Copy each of the lines below that contains the string "hand".

==== Dataset excerpts

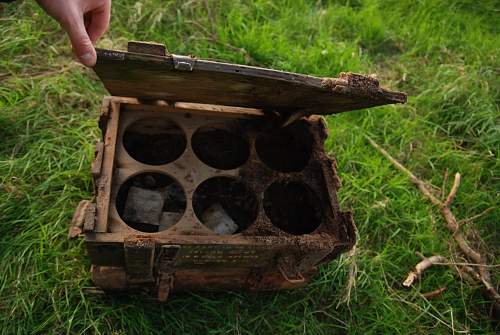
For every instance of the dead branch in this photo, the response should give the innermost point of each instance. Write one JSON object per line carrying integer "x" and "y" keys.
{"x": 435, "y": 293}
{"x": 482, "y": 274}
{"x": 472, "y": 218}
{"x": 421, "y": 266}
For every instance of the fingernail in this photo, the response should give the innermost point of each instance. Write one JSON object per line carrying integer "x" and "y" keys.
{"x": 87, "y": 59}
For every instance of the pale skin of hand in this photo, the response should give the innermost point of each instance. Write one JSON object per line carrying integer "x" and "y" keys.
{"x": 84, "y": 21}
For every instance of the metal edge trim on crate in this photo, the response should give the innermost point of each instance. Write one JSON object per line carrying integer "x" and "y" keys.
{"x": 147, "y": 74}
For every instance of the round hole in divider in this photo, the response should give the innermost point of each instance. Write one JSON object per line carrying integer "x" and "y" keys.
{"x": 292, "y": 207}
{"x": 286, "y": 149}
{"x": 151, "y": 202}
{"x": 225, "y": 205}
{"x": 220, "y": 148}
{"x": 154, "y": 141}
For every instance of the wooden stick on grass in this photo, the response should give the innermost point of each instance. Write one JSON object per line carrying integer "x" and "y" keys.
{"x": 482, "y": 273}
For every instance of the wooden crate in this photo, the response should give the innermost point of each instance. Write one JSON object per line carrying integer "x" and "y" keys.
{"x": 243, "y": 137}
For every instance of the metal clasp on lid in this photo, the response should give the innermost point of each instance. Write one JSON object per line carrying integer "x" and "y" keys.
{"x": 184, "y": 63}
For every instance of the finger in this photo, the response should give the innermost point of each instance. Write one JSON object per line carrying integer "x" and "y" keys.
{"x": 82, "y": 45}
{"x": 99, "y": 21}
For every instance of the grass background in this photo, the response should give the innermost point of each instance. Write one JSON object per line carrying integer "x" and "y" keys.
{"x": 443, "y": 53}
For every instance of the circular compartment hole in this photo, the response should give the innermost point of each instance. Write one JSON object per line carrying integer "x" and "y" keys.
{"x": 151, "y": 202}
{"x": 154, "y": 141}
{"x": 292, "y": 207}
{"x": 286, "y": 149}
{"x": 220, "y": 148}
{"x": 225, "y": 205}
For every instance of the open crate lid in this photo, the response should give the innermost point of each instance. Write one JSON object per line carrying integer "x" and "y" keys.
{"x": 148, "y": 72}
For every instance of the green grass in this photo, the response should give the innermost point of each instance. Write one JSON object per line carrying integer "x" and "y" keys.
{"x": 445, "y": 54}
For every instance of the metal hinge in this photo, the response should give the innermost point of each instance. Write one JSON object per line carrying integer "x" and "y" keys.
{"x": 287, "y": 266}
{"x": 147, "y": 48}
{"x": 184, "y": 63}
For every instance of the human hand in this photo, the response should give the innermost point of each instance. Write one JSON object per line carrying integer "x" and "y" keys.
{"x": 84, "y": 21}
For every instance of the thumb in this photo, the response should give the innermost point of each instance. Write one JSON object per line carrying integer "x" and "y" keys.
{"x": 82, "y": 45}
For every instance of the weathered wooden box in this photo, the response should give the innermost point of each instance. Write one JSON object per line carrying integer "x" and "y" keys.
{"x": 213, "y": 175}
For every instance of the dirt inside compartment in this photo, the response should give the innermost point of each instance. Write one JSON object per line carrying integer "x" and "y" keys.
{"x": 286, "y": 149}
{"x": 292, "y": 207}
{"x": 219, "y": 147}
{"x": 154, "y": 141}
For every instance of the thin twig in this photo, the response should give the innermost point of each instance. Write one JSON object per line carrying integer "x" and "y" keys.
{"x": 435, "y": 293}
{"x": 482, "y": 274}
{"x": 474, "y": 217}
{"x": 421, "y": 266}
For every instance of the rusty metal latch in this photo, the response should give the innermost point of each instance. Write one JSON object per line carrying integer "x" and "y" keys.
{"x": 166, "y": 270}
{"x": 288, "y": 268}
{"x": 139, "y": 259}
{"x": 184, "y": 63}
{"x": 83, "y": 219}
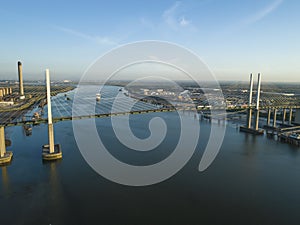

========

| Written solution |
For every instance of the pale skin of hand in this photo, the response should give the innermost point of each instance. Write one JSON object per line carrying integer "x" and "y" keys.
For every instance of the human hand in this photo, the response should give the innermost point of each instance. Write one JSON object per line carrying integer "x" and "y" keys.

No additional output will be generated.